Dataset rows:
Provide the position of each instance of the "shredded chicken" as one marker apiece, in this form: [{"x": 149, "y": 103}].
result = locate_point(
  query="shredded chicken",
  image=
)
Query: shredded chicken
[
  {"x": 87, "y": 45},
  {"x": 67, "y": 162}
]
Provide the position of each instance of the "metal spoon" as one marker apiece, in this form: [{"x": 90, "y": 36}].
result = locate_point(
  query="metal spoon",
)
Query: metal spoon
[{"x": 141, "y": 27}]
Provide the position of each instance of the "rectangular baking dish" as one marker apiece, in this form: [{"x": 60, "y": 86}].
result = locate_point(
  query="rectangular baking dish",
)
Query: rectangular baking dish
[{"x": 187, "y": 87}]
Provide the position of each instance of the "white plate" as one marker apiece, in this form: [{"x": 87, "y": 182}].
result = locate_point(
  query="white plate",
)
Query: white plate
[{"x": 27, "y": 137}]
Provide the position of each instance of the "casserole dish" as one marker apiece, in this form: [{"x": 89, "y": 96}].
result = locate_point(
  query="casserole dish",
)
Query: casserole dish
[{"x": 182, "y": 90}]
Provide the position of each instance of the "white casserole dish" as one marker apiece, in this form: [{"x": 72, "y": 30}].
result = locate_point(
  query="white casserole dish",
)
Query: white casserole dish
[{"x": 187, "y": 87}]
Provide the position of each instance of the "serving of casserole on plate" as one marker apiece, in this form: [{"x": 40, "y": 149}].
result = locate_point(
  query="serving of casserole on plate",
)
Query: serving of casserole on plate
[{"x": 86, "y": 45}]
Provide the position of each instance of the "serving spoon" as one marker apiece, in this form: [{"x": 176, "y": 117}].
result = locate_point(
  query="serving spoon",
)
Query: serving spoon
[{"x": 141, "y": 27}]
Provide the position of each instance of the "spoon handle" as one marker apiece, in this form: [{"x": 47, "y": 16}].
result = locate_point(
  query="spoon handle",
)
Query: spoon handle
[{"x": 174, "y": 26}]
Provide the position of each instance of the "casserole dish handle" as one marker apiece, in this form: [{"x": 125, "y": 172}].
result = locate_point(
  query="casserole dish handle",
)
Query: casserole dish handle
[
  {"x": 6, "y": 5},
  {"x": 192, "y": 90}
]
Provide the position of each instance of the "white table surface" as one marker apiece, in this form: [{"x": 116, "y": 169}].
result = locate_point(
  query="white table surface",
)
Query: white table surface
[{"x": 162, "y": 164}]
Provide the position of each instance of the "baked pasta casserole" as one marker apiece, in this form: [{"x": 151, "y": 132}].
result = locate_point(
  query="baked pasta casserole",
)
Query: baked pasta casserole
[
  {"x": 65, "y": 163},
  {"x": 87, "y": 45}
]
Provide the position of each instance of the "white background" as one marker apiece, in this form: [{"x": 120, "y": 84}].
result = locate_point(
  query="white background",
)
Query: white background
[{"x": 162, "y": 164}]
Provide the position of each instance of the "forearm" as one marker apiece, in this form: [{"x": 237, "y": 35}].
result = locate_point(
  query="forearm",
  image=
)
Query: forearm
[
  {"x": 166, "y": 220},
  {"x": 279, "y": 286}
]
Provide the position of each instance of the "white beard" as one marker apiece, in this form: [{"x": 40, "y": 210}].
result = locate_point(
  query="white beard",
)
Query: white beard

# Task requirements:
Return every line in the rows above that contains the string "spoon". Case counts.

# Result for this exercise:
Provide the position of each instance of the "metal spoon" as one marker apiece, in this form: [{"x": 90, "y": 36}].
  query="metal spoon",
Query: metal spoon
Provide the position of each instance of the "serving spoon" as one marker apiece, in this form: [{"x": 176, "y": 117}].
  query="serving spoon",
Query: serving spoon
Provide the position of each instance of the "spoon handle" as one marker apiece, in this form: [{"x": 47, "y": 16}].
  query="spoon handle",
Query: spoon handle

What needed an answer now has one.